_KUTIPAN DOKUMEN_:
○ ○ ○ ○ ○

Prevalensi penyakit Crohn 40-50% mengenai ileum terminal dan caecum, 30-
40% mengenai intestinal saja dan 20% mengenai kolon saja.14,17 Pada beberapa
dekade yang lalu, penyakit Crohn lebih sering ditemukan di negara barat dan
negara berkembang. Terjadi pada pria dan wanita, lebih sering pada bangsa
Yahudi, dan cenderung terjadi pada keluarga yang juga memiliki riwayat kolitis
ulseratif. Kebanyakan kasus muncul sebelum umur 30 tahun, paling sering
dimulai antara usia 14-24 tahun.18

a. Patofisiologi
Penyebab penyakit Crohn tidak diketahui. Penelitian memusatkan perhatian
pada tiga kemungkinan penyebabnya, yaitu kelainan fungsi sistim pertahanan
tubuh, infeksi dan makanan.17
Pada penyakit Crohn terjadi penebalan dan edem pada dinding usus yang
terkena. Terdapat lesi pada mukosa berupa ulkus yang besar, dalam, kadang-
kadang bergabung membentuk ulkus linear longitudinal dan transversal. Dasar
dari ulkus ini bisa penestrasi lebih dalam membentuk fisura pada lapisan
muskularis. Karakteristik dari penyakit Crohn adalah inflamasi transmural dan
granuloma non nekrosis. Oleh karena itu, penyakit Crohn dapat mengenai banyak
bagian dari saluran pencernaan, mulai dari mulut sampai anus.11,15

b. Gejala Klinis
Gejala-gejala penyakit Crohn pada setiap penderitanya berbeda, tetapi ada 3
pola yang umum terjadi, yaitu :15,17
a) Peradangan : nyeri dan nyeri tekan di perut kanan bawah, malabsorpsi,
penurunan berat badan
b) Fibrostenotik (striktur) gejala awal penyumbatan parsial, berupa nyeri hebat
di dinding usus, nausea, muntah, kembung dan distensi perut.

○ ○ ○ ○ ○

_INFORMASI YANG DITAMPILKAN_:

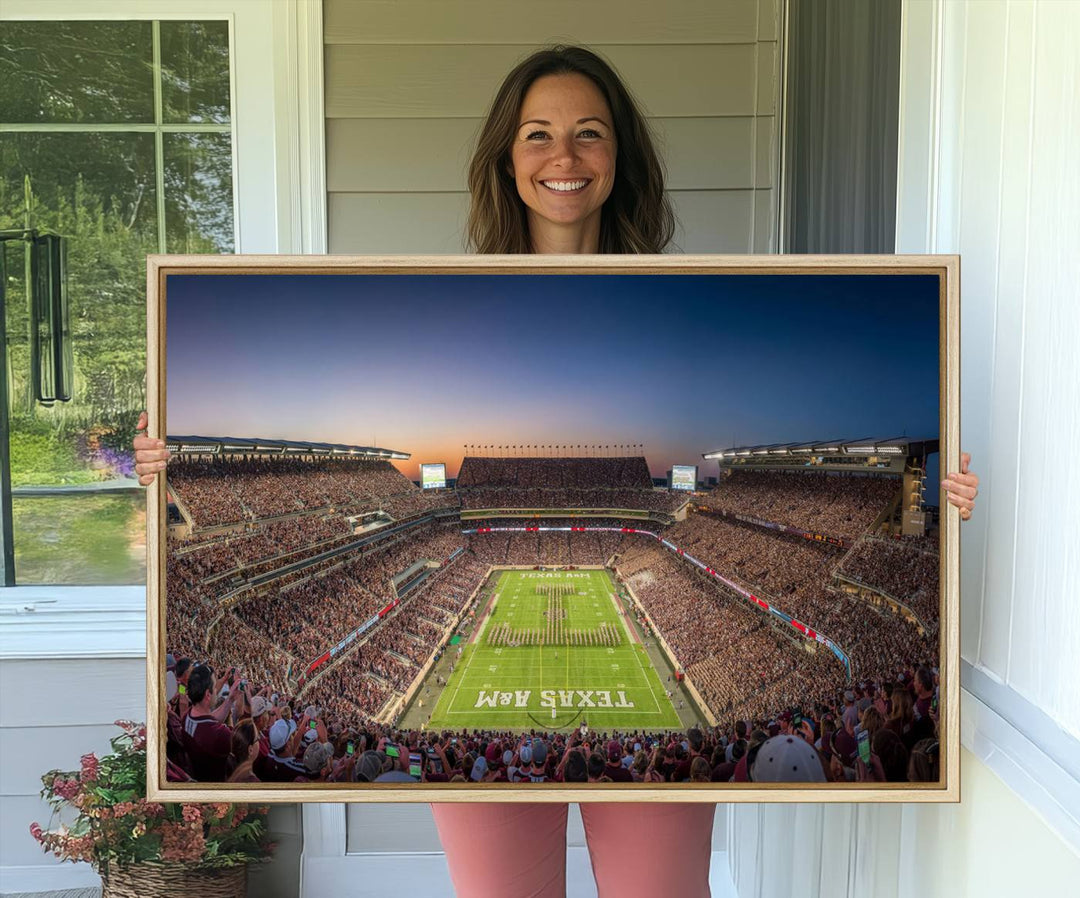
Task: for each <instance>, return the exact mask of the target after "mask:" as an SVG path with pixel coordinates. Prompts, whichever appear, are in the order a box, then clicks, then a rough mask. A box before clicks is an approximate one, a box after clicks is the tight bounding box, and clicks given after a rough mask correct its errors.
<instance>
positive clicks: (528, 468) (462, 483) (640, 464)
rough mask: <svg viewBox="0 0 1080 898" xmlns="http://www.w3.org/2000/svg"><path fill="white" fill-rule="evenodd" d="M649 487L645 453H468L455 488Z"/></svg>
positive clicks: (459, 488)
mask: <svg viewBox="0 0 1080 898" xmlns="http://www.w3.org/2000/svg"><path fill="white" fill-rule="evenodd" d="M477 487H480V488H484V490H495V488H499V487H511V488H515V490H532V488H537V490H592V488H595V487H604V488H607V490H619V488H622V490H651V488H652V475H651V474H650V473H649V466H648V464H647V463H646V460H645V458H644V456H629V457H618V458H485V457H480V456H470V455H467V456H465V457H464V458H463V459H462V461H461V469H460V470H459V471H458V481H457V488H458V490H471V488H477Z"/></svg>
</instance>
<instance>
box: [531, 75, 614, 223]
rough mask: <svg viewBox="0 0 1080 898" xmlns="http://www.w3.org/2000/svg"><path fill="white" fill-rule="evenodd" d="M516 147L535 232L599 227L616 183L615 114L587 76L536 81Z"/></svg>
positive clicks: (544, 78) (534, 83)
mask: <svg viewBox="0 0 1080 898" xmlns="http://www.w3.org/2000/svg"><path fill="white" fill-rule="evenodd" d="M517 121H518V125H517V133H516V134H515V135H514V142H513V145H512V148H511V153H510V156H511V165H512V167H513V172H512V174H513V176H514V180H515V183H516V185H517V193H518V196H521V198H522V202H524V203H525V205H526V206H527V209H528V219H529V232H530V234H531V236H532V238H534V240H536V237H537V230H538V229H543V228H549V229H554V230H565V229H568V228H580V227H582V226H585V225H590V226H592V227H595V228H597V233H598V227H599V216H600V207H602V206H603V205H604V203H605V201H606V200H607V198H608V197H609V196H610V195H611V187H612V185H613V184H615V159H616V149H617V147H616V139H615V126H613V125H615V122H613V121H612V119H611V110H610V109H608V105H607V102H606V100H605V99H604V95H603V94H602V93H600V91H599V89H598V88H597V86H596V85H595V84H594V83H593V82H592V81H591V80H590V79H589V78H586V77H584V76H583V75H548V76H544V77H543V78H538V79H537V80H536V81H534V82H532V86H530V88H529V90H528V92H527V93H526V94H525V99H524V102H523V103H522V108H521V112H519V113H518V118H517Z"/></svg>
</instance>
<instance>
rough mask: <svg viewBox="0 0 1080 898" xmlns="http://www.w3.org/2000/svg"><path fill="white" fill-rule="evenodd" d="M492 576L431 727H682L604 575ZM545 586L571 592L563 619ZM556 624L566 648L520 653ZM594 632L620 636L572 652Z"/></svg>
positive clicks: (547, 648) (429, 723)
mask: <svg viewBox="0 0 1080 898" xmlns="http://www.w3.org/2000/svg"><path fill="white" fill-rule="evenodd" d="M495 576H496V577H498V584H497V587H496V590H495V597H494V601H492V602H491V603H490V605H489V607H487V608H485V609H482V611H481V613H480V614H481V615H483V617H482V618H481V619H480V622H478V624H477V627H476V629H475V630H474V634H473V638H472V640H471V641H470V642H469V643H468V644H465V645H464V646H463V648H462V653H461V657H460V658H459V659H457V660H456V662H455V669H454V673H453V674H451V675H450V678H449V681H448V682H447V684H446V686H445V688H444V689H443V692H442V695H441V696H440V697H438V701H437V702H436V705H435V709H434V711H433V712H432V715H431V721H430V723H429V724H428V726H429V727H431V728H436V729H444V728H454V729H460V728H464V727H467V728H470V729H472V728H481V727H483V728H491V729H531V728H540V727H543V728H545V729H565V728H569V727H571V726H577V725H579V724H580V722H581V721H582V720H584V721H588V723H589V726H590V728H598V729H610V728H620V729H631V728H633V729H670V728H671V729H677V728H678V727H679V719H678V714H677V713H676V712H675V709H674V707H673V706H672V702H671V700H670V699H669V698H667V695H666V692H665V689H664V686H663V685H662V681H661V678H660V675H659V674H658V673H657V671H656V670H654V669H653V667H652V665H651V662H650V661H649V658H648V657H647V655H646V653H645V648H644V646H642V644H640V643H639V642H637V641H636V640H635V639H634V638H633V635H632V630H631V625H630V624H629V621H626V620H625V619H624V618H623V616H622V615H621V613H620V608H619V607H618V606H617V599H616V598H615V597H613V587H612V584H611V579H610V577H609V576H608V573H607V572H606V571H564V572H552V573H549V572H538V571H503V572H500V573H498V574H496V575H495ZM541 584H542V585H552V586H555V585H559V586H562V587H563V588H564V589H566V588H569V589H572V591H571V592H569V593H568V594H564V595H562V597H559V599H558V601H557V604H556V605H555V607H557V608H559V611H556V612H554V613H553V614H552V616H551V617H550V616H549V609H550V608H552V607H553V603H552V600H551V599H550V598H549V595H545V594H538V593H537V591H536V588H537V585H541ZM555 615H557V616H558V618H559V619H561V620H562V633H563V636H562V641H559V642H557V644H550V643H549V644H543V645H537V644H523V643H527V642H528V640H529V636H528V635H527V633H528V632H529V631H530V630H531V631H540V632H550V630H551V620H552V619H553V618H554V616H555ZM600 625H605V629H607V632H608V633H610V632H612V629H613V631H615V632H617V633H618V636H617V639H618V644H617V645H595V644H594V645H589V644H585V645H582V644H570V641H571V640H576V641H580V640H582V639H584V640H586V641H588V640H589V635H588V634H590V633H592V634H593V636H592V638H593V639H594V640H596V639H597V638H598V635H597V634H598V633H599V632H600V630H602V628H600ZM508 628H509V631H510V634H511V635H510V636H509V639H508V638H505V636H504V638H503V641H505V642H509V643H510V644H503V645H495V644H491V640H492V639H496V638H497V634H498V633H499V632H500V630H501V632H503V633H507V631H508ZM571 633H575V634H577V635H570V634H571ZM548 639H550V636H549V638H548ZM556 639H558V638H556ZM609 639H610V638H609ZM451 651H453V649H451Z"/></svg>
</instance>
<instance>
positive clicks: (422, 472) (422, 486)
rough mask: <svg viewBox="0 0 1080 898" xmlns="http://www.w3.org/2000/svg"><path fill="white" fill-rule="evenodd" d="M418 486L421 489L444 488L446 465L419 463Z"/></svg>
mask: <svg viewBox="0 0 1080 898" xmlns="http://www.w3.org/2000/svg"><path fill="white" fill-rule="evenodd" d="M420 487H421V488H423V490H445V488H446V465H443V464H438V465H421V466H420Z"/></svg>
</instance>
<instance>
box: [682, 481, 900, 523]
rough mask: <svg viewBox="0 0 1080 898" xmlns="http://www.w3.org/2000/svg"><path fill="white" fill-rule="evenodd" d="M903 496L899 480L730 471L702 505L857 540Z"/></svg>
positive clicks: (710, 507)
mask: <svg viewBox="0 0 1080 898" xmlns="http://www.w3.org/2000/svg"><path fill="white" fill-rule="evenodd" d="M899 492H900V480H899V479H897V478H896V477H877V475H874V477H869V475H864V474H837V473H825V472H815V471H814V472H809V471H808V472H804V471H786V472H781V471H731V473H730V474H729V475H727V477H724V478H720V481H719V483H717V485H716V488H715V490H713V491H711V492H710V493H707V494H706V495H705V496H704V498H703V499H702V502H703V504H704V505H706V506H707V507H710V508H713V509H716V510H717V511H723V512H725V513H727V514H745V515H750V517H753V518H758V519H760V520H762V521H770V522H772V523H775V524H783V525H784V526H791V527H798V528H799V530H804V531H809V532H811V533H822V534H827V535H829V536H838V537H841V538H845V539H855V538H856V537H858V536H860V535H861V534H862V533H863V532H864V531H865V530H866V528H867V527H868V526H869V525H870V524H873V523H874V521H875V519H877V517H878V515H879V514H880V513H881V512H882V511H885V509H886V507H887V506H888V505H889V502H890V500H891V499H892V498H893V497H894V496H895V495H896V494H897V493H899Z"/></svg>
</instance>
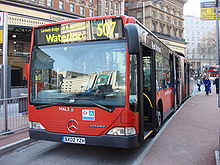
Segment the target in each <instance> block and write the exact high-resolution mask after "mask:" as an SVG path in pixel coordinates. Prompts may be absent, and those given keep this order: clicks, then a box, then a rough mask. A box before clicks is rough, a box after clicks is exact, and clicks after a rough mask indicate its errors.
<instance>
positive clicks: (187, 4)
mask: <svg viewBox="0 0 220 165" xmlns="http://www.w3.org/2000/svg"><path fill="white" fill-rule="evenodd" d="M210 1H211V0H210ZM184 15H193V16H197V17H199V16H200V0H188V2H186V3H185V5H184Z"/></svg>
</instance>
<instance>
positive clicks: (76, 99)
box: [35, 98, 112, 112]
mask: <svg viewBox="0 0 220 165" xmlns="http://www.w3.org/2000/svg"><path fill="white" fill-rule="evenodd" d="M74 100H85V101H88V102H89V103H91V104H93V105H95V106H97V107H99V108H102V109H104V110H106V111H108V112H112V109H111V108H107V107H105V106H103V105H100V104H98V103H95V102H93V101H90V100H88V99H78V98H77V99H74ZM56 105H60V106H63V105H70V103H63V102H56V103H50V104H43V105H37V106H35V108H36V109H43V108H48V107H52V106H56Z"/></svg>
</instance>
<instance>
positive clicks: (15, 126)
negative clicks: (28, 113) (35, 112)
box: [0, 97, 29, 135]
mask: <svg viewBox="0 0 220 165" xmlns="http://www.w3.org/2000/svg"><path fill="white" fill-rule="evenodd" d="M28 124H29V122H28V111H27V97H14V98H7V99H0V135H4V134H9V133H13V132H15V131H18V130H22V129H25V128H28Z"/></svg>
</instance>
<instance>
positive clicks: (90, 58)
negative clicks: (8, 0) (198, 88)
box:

○ ○ ○ ○ ○

_KUMPULAN TUGAS_:
1/ Jawablah pertanyaan berikut berdasarkan kutipan tentang penyakit Crohn.
(a) Pada rentang usia berapa penyakit Crohn paling sering dimulai?
(b) Apa saja tiga kemungkinan penyebab penyakit Crohn yang menjadi pusat perhatian penelitian?
(c) Apa dua hal yang disebut sebagai karakteristik penyakit Crohn?
2/ Lanjutkan kutipan tentang penyakit Crohn, mulai tepat setelah kalimat terakhir yang tercantum.

_JAWABAN LATIHAN_:
1/
(a) Antara usia 14-24 tahun.
(b) Kelainan fungsi sistim pertahanan tubuh, infeksi, dan makanan.
(c) Inflamasi transmural dan granuloma non nekrosis.

2/
c) Pembentukan saluran abnormal (fistula) dan kantung infeksi berisi nanah
(abses), yang sering menyebabkan diare profus, demam, adanya massa
dalam perut yang terasa nyeri.
Gejala klasik dari penyakit Crohn adalah nyeri kolik perut kanan bawah dan
diare. Gejala lain yang dapat ditimbulkan berupa demam, nafsu makan berkurang
dan penurunan berat badan. Pada pemeriksaan fisik ditemukan nyeri tekan dan
benjolan pada perut kanan bawah.15

c. Diagnosis
Diagnosis ditegakkan berdasarkan gejala-gejala dan hasil pemeriksaan tinja.
Biasanya ditemukan leukositosis dan trombositosis ringan, anemia dan
peningkatan laju endap darah. Hipoalbuminemia menunjukkan keadaan yang
berat dan kronik.15
Barium enema bisa menunjukkan gambaran yang khas untuk penyakit Crohn.
Penemuan khas pada pemeriksaan ini meliputi skip lesions, cobblestone
appearance dan penyempitan lumen usus (string sign) karena penebalan dan
edem pada dinding usus. Jika masih belum pasti, bisa dilakukan pemeriksaan
kolonoskopi (pemeriksaan usus besar) dan biopsi untuk memperkuat diagnosis.
CT scan bisa memperlihatkan perubahan di dinding usus dan menemukan adanya
abses, namun tidak digunakan secara rutin sebagai pemeriksaan diagnostik
awal.15,17

d. Komplikasi
Adapun komplikasi yang dapat ditimbulkan penyaki Crohn, yaitu:
a) Intestinal15
1. Perforasi
2. Striktur
3. Penyakit perirektal
4. kanker kolon
5. Defisiensi nutrisi
b) Ekstraintestinal17
1. Bila penyakit Crohn menyebabkan kambuhnya gejala usus, penderita
juga mengalami:
- Peradangan pada sendi (artritis)
- Peradangan pada bagian putih mata (episkleritis)
- Nodul kulit yang meradang (eritema nodosum)
- Luka kulit biru-merah yang bernanah (pioderma gangrenosum).
2. Bila penyakit Crohn tidak menyebabkan gejala usus, penderita masih
bisa mengalami:
- Peradangan tulang belakang (spondilitis ankilosa)
- Peradangan pada sendi panggul (sakroiliitis)
- Peradangan di dalam mata (uveitis).

e. Penatalaksanaan
Pada prinsipnya penatalaksanaan penyakit Crohn sama dengan kolitis ulseratif.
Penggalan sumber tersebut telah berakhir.